* begin DOCUMENT PASSAGE *
Disappears worked with Steve Shelley and you guys pulled in Thurston Moore for Twilight (a black metal super-group whose third album is expected out early 2013). What local band is [Sonic Youth's] Kim Gordon going to join?
[Laughs] I have no idea. It'd be funny if she got involved with somebody though. The whole Sonic Youth thing is crazy.
Have you been in the studio with Thurston yet?
Yeah, we recorded the album in August. Ironically my wife chose to walk out on me three days before I started that session. That's the last time I had a slip, so to speak. I completely lost my mind there for about a week...and fell back into a lot of things I shouldn't have fallen back into. I pulled myself out of it quickly and got my head out of my ass within a couple days. Thurston's contribution is neat because he didn't change anything about how he plays. He didn't try to become a black metal musician for this record. What I can say about it is there's nothing in the world that sounds like it.
* end DOCUMENT PASSAGE *
* begin EXTRACTED ENTRIES *
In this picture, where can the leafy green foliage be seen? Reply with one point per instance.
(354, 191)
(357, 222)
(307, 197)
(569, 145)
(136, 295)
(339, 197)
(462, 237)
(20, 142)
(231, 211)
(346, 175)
* end EXTRACTED ENTRIES *
REQUIRED WORK>
A: Repeat the interview about the Twilight album word for word, starting with "Have you been" and going on through "sounds like it.".
B: Write what comes next in the interview about the Twilight album, picking up right after its final sentence.

EXPECTED ANSWERS>
A:
Have you been in the studio with Thurston yet?
Yeah, we recorded the album in August. Ironically my wife chose to walk out on me three days before I started that session. That's the last time I had a slip, so to speak. I completely lost my mind there for about a week...and fell back into a lot of things I shouldn't have fallen back into. I pulled myself out of it quickly and got my head out of my ass within a couple days. Thurston's contribution is neat because he didn't change anything about how he plays. He didn't try to become a black metal musician for this record. What I can say about it is there's nothing in the world that sounds like it.

B:
A handful of metal blogs posted a screen cap of what looked like an animated version of you doing coke on an episode of "Family Guy." Is this something you were aware of?
I know about the "Family Guy" thing. I don't know if that's actually supposed to be me or not, but it is a pretty striking resemblance. I've been surprised before by the people that like or are aware of this band. Guns N' Roses management contacted us saying Axl Rose wanted Nachtmystium T-shirts to wear in press photos and it was like, "What?" We've never actually contacted the "Family Guy" office and asked, "Is that Blake Judd from Nachtmystium?" But it sure looks an awful lot like me...and I certainly spent plenty of time in Los Angeles snorting cocaine when I was younger. Again, I've got a ways to go until I can shake that [addict] stigma, and I know it. It's a struggle everyday. But what am I going to do? Give in and be defeated by it and let it ruin my life more than it already has? Absolutely not.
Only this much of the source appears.